**Task instructions**
Can you copy the records word for word, from their first line through the line that contains "[[[108,92],[108,89],[100,90],[100,99],[108,99],[109,95]]]", including both of those lines?

(Items from a data source)

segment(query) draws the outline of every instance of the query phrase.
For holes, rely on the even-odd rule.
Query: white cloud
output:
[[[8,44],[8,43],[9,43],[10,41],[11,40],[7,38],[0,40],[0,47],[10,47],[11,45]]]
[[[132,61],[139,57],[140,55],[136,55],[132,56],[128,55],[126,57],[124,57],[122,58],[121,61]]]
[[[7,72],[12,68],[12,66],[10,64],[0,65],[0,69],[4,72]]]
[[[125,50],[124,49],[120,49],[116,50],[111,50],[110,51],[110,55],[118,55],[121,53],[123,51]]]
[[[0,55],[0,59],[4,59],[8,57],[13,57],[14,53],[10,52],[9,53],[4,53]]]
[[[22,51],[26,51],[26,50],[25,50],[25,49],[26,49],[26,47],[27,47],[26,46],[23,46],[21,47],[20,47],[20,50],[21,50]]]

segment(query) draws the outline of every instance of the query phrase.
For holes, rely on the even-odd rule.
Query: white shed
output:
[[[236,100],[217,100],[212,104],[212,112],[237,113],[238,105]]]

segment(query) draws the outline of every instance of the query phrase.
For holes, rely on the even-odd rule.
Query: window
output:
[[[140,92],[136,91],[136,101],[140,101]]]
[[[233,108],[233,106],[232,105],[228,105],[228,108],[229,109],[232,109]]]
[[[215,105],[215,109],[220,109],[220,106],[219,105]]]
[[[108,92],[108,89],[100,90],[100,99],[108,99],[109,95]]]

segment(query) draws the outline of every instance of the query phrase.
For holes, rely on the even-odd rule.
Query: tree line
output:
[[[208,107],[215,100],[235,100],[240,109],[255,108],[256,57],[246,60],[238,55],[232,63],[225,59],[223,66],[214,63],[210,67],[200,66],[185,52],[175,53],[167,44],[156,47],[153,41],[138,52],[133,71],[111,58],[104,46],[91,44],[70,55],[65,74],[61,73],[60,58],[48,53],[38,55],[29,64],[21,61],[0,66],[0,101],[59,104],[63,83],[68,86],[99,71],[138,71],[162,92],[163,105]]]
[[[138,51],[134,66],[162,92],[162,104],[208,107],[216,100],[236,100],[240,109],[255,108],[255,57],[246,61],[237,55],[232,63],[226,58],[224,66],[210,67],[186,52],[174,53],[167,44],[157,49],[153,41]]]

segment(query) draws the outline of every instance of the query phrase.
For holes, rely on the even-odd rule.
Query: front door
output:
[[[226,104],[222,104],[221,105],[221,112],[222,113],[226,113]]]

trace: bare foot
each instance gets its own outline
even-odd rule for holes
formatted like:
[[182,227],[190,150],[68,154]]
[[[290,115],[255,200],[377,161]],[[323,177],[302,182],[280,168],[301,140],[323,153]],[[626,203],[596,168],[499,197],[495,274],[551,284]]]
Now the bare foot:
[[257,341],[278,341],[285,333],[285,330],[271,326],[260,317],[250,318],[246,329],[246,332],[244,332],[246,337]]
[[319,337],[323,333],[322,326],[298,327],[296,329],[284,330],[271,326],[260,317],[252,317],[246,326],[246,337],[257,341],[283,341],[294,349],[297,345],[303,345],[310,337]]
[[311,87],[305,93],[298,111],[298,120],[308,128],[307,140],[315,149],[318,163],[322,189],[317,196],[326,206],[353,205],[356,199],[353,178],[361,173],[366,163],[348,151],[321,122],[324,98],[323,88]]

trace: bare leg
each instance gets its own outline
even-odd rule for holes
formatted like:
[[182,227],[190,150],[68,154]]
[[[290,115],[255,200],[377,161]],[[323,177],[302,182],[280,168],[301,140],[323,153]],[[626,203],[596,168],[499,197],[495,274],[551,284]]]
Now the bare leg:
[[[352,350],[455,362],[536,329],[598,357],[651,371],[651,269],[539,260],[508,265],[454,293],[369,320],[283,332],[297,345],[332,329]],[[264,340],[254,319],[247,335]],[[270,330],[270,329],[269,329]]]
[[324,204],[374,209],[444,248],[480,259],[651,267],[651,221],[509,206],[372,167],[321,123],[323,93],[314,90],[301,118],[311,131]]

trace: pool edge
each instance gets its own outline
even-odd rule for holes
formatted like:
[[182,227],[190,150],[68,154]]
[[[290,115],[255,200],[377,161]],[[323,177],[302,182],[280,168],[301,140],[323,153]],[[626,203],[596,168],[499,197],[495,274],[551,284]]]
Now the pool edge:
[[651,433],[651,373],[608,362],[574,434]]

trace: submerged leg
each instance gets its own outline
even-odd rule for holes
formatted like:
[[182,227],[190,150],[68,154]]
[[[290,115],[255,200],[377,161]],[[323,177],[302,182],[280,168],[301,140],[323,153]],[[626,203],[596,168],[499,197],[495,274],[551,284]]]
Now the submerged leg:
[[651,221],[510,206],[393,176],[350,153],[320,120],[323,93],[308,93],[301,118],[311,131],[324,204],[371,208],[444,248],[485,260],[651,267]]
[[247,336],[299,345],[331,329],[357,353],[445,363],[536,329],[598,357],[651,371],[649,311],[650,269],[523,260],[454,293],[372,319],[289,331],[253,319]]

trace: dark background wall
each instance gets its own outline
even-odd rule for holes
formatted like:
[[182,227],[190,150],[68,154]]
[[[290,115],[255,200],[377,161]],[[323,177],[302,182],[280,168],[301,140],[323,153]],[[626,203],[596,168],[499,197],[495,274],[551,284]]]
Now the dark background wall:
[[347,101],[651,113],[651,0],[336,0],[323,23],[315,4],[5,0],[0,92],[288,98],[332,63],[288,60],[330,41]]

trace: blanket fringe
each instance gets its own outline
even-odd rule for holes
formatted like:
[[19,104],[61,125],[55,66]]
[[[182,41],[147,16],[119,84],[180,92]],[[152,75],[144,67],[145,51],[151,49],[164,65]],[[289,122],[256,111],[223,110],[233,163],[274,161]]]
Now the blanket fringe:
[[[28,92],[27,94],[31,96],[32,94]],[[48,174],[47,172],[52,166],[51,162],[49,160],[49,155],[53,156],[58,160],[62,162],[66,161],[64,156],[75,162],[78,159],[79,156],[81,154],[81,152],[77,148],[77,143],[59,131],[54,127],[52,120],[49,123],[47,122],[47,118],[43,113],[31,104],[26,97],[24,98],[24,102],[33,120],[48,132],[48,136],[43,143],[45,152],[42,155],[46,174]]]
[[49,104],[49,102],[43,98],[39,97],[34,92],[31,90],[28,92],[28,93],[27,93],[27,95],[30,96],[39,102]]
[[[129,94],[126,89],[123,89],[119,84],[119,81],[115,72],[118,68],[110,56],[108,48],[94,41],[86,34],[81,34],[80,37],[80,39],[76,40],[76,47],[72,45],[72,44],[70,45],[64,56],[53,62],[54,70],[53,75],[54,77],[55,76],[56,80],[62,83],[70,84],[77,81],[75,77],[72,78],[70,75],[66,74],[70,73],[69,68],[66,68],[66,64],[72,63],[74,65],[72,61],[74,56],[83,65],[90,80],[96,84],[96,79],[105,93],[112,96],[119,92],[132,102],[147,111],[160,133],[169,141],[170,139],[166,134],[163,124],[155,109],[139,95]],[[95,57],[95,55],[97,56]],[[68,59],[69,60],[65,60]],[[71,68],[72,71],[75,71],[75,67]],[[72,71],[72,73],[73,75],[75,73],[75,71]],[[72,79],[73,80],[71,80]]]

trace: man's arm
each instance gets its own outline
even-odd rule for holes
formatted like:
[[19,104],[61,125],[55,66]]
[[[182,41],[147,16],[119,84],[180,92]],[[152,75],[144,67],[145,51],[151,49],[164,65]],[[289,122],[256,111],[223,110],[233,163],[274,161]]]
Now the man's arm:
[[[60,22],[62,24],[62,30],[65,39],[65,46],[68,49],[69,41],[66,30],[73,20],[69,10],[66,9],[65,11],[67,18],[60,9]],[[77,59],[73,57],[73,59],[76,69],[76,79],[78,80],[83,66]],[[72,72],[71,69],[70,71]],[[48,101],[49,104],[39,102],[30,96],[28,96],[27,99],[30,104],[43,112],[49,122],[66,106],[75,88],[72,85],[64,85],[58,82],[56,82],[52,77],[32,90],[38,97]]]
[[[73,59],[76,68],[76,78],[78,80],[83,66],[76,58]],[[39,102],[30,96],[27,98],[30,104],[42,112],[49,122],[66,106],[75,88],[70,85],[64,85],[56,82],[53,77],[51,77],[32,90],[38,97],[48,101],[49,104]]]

**Exercise result**
segment(query) draws the outline of every instance of the query phrase.
For holes, rely on the even-odd rule.
Query: white cloud
output:
[[[8,44],[8,43],[9,43],[10,41],[11,40],[7,38],[0,40],[0,47],[10,47],[11,45]]]
[[[132,61],[139,57],[140,55],[136,55],[132,56],[128,55],[126,57],[124,57],[122,58],[121,61]]]
[[[7,72],[12,68],[12,66],[10,64],[0,65],[0,69],[4,72]]]
[[[125,50],[124,49],[120,49],[116,50],[111,50],[110,51],[110,55],[118,55],[121,53],[123,51]]]
[[[0,55],[0,59],[4,59],[8,57],[13,57],[14,53],[10,52],[9,53],[4,53]]]
[[[22,51],[26,51],[26,50],[25,50],[25,49],[26,49],[26,47],[27,47],[26,46],[23,46],[21,47],[20,47],[20,50],[21,50]]]

segment(query) draws the outline of every instance of the query phrase.
For holes, rely on the even-odd rule.
Query: white shed
output:
[[[236,100],[217,100],[212,104],[212,112],[237,113],[238,105]]]

segment(query) draws the outline of every instance of the query phrase.
For holes, rely on the even-odd rule.
Query: window
output:
[[[140,92],[136,91],[136,101],[140,101]]]
[[[233,108],[233,106],[232,105],[228,105],[228,108],[229,109],[232,109]]]
[[[215,105],[215,109],[220,109],[220,106],[219,105]]]
[[[108,92],[108,89],[100,90],[100,99],[108,99],[109,95]]]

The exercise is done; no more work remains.